▶ **ABOUT THIS EXERCISE**
Look through the entries that follow and return each line that has the string "flower".

Collected data:
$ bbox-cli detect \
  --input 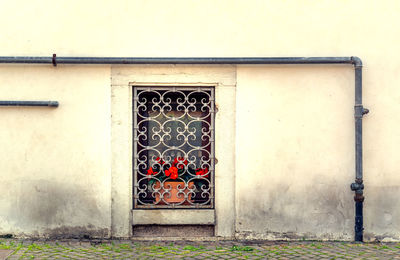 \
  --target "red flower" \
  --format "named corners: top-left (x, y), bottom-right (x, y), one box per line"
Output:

---

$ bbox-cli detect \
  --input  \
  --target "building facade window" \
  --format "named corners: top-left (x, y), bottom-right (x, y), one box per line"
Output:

--

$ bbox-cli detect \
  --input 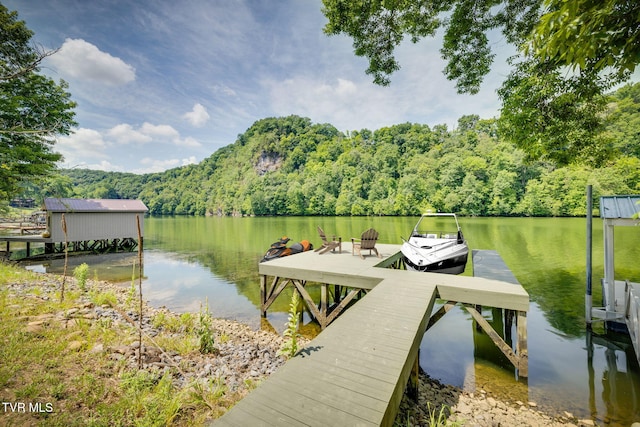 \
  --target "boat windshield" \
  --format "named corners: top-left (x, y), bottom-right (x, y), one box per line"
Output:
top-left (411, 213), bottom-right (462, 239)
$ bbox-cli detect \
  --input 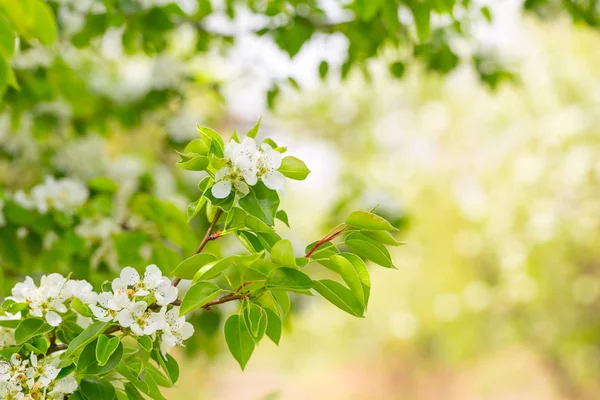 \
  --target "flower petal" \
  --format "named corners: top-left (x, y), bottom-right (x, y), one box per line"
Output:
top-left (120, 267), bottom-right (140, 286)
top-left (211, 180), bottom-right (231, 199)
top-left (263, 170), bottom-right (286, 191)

▶ **EXERCISE OUTPUT**
  --target "red flower" \
  --target "flower petal" \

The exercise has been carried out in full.